**Reading passage**
On exiting the lower gate, I checked for gaps, particularly the one between the gate and the post where I’d affixed half a meter of thick plastic pipe, but all seemed secure. Then, a few feet down the path I came across a pile of feathers. A little further along were another few stray feathers then down still more. A fox had gotten in, but how? After carefully checking the perimeter and determining that both chickens had vanished, I went back through the gate. Just inside was another smattering of feathers I’d overlooked. Puzzled, I went back to the gate. The only way a fox could have gotten in was to jump through a 12 cm gap, 50 cm off the ground. And to get back out it would have to have taken the same route, but with a chicken in its mouth. Was that possible? Sure enough, some reddish fox hairs had caught on the top edge of the pipe. This fox had lived up to its reputation.
Poor Maddie didn’t seem herself. She paced the chicken run and ate almost nothing. For two days she laid no eggs. All the advice was to leave her alone and it would pass. We decided two new hens might help. We bought two black hens this time – Charlotte and Emily Bronte. Maddie was furious. Who were these imposters? Right from the start she raged at them and would have defeathered them had we not kept them apart with a screen dividing the chicken run. We decided to give Maddie a good five days to calm down but returning from an errand on the third day, we noticed the screen had been pushed down and the three were sharing the space peacefully. Or that’s what we thought.

**Supplied information**
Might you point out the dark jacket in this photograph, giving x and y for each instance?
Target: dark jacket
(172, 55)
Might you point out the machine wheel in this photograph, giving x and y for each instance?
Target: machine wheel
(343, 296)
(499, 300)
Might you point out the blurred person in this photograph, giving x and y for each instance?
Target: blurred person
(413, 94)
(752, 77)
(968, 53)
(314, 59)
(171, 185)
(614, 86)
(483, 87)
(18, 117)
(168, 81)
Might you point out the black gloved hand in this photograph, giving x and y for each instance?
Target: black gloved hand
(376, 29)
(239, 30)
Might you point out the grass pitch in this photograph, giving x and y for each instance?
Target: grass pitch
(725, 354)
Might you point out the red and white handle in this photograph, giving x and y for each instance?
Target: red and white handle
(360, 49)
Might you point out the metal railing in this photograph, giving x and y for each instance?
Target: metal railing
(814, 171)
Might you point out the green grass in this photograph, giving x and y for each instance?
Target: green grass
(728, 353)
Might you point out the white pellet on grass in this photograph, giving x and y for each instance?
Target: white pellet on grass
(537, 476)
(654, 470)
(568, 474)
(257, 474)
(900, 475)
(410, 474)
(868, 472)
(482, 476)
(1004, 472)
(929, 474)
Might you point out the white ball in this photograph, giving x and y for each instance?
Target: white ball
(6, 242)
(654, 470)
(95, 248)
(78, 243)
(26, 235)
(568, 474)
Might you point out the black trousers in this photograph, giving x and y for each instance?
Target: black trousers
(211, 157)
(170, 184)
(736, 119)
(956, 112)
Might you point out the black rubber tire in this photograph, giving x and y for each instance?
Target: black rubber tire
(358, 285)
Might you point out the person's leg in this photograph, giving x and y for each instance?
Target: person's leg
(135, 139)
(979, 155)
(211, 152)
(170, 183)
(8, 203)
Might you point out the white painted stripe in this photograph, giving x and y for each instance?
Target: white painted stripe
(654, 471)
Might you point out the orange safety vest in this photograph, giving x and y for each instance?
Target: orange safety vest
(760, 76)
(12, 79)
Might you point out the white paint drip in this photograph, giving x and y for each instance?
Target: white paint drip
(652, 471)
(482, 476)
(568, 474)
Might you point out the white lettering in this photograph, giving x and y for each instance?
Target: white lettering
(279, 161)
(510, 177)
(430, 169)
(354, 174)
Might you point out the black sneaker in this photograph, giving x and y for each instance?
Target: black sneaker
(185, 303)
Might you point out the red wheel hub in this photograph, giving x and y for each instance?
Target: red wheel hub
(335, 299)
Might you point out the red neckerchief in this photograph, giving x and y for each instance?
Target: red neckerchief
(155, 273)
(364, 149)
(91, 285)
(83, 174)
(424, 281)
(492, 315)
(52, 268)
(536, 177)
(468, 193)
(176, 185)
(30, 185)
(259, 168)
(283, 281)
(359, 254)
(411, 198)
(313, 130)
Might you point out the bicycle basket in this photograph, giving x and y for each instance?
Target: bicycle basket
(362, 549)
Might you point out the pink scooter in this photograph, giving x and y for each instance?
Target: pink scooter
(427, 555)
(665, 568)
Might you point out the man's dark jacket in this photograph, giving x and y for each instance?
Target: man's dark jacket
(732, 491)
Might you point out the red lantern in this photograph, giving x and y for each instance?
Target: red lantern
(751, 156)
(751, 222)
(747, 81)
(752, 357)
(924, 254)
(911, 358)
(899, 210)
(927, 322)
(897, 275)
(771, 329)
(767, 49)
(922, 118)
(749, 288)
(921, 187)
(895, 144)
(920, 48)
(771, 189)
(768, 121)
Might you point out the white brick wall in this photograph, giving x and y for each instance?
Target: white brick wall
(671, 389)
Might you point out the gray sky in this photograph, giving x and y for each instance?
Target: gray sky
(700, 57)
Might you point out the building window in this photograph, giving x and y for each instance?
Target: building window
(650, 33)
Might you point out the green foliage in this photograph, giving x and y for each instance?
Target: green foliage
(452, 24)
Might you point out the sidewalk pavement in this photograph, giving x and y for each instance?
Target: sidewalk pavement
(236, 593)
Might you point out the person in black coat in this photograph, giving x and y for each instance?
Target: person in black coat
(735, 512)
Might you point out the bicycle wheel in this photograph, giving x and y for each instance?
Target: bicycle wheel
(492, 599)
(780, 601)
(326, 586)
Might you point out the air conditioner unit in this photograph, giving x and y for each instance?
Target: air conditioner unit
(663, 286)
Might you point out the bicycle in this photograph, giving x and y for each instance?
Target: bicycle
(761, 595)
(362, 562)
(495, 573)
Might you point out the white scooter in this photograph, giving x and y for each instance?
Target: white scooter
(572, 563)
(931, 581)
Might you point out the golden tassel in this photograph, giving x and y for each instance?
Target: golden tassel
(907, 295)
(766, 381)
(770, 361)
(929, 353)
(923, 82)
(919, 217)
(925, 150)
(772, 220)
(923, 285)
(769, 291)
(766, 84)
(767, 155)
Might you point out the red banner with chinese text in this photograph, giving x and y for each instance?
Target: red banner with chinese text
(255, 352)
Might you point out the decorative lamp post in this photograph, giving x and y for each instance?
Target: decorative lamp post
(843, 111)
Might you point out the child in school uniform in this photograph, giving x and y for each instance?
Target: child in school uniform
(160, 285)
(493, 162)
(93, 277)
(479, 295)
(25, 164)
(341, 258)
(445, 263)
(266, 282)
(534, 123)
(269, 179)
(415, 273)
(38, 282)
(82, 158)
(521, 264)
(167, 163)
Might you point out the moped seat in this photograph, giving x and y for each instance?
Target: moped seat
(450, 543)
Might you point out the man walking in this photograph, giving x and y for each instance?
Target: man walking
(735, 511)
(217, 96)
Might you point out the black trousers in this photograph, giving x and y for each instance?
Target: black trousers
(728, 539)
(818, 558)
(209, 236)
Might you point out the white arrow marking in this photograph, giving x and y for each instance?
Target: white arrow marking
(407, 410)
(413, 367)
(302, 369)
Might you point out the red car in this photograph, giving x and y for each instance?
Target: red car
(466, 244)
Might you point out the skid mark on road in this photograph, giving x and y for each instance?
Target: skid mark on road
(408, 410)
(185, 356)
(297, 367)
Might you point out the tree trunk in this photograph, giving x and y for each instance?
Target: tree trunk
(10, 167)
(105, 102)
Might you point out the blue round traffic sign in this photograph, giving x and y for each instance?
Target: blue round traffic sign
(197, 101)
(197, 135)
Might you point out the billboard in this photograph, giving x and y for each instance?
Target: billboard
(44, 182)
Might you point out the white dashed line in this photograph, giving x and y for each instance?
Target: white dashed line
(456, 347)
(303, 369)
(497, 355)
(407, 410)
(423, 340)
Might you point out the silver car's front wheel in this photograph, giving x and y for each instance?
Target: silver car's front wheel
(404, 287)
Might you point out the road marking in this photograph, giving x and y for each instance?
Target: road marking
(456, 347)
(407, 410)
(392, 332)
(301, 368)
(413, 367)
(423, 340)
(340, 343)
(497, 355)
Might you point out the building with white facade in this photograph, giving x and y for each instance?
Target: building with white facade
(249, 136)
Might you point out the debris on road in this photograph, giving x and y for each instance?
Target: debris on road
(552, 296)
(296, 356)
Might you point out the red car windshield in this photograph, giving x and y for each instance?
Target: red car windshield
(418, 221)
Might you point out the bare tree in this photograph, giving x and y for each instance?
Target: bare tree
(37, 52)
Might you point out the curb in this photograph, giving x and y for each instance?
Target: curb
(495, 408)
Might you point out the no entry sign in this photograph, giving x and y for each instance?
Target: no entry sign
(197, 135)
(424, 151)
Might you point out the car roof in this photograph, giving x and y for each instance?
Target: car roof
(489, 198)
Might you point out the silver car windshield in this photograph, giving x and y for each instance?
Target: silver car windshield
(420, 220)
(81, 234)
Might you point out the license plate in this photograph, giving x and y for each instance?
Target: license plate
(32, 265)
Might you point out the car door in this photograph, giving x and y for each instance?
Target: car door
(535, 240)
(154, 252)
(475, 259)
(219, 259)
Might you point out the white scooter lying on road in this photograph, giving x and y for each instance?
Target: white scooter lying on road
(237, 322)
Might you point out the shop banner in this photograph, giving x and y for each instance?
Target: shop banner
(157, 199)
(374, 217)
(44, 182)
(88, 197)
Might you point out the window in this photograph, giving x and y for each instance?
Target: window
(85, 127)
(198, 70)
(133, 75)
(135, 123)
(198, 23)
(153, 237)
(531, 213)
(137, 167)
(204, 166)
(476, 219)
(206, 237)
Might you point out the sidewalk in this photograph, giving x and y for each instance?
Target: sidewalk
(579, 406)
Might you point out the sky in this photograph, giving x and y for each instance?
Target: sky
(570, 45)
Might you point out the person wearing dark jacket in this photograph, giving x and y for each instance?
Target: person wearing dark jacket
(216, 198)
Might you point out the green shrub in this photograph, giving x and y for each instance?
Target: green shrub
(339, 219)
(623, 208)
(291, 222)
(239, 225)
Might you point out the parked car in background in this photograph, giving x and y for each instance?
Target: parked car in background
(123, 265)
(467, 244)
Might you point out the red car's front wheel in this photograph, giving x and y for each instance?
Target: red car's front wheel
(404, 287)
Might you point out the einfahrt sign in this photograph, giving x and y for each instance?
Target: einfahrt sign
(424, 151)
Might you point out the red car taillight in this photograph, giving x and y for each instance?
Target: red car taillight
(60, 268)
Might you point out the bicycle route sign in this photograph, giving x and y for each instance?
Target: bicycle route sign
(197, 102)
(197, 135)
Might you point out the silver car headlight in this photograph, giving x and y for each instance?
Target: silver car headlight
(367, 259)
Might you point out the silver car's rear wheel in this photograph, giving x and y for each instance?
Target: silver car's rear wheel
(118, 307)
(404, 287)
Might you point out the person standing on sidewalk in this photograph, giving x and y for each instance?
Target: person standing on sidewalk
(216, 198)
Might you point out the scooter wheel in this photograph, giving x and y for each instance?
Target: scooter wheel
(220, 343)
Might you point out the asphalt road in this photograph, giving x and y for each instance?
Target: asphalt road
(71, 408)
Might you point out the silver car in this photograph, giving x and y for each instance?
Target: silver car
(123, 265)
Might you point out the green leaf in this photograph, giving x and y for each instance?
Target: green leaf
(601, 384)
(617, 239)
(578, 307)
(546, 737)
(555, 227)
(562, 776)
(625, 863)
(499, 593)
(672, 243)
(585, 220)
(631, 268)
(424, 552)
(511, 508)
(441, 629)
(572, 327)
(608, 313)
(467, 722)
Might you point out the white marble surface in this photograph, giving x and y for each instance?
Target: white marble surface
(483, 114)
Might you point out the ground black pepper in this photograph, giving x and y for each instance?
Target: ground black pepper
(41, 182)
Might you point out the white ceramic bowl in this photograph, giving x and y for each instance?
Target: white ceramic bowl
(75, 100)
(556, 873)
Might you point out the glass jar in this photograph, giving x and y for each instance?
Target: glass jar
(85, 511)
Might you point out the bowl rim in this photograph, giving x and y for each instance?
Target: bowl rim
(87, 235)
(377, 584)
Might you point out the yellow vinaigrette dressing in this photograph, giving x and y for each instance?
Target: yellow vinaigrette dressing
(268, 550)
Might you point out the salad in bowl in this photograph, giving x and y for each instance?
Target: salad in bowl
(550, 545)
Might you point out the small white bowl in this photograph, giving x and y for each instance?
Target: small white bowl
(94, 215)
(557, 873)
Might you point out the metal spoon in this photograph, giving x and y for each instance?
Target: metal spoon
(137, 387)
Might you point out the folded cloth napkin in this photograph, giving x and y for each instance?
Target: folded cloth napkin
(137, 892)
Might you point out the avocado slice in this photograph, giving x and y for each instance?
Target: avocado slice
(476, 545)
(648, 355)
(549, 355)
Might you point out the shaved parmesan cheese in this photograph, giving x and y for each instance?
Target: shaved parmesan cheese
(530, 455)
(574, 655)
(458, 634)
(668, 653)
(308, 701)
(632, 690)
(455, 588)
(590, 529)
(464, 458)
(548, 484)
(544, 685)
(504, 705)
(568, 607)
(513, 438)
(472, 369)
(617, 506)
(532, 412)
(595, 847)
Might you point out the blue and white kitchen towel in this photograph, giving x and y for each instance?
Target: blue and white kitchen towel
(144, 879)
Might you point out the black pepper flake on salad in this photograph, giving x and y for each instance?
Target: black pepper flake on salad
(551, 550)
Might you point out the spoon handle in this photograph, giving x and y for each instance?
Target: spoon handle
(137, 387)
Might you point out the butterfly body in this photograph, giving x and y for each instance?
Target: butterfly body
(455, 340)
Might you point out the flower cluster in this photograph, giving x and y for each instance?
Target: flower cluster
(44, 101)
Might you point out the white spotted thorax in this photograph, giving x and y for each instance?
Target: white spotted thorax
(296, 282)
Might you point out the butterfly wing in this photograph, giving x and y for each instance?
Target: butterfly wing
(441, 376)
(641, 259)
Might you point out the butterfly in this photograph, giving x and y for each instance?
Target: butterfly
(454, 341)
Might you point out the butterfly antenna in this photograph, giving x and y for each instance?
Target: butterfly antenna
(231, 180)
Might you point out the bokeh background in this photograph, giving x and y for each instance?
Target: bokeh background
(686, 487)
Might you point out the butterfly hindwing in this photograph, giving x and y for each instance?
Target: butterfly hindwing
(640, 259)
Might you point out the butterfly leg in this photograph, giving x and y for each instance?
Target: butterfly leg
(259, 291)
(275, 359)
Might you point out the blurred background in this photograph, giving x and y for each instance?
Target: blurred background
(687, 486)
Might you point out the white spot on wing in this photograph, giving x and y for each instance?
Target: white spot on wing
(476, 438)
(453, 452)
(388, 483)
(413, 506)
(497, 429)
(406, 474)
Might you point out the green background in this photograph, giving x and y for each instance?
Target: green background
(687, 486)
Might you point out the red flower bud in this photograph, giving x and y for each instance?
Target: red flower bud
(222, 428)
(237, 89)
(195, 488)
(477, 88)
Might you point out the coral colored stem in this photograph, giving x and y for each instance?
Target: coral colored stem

**Assignment 1**
Answer these from the chicken story:
(a) How much plastic pipe was fixed between the gate and the post?
(b) What were the two black hens named?
(c) On which day was the screen found pushed down?
**Assignment 2**
Copy everything in the chicken story from "Poor Maddie didn’t" down to "what we thought.".
**Assignment 3**
Write what comes next in the chicken story, picking up after its final sentence.
Nothing in the lines is needed here.

**Written answer 1**
(a) Half a meter of thick plastic pipe.
(b) Charlotte and Emily Bronte.
(c) The third day.

**Written answer 2**
Poor Maddie didn’t seem herself. She paced the chicken run and ate almost nothing. For two days she laid no eggs. All the advice was to leave her alone and it would pass. We decided two new hens might help. We bought two black hens this time – Charlotte and Emily Bronte. Maddie was furious. Who were these imposters? Right from the start she raged at them and would have defeathered them had we not kept them apart with a screen dividing the chicken run. We decided to give Maddie a good five days to calm down but returning from an errand on the third day, we noticed the screen had been pushed down and the three were sharing the space peacefully. Or that’s what we thought.

**Written answer 3**
It soon became apparent that Maddie was bullying Emily, the smaller of the two newcomers. We kept them apart during the day allowing Emily to stay with her protective sister Charlotte and watched them when they were together in the chickencoop, batting Maddie away when she went after Emily. Then we took to sitting with all three giving them all gentle, positive attention. Slowly, Maddie calmed down and the bullying stopped.
Although we’d always intended to get a dog one day, the fox’s grand theft increased the urgency. Caleb came to us last summer. He is part Labrador (black mama) and part Maremma sheepdog (white papa), but many people around here are sure he is part wolf with his grey and tan colouring. He’s clever and very devoted and we’ve trained him to be gentle with our chickens whom he now regards with variable interest. Someday, I hope to figure out how to teach him to herd them and to keep an eye on them when they are ranging freely, but for now I’m glad he doesn’t try to ‘play rough’ with them.
Lately, Maddie does not seem herself. For the last several months, she has not laid an egg. Her feathers look scrawnier and I wonder at two-and-a-half whether she’s getting old. She’s also taken to bullying Emily again. Perhaps in her egg-less state, she has little patience for Emily’s fearful screeching from her perch before she flies down or her brooding behaviour taking up a nesting box for way longer than it takes to lay an egg. In any case, Maddie doesn’t like her around to the point where she pecks Emily away from food and water.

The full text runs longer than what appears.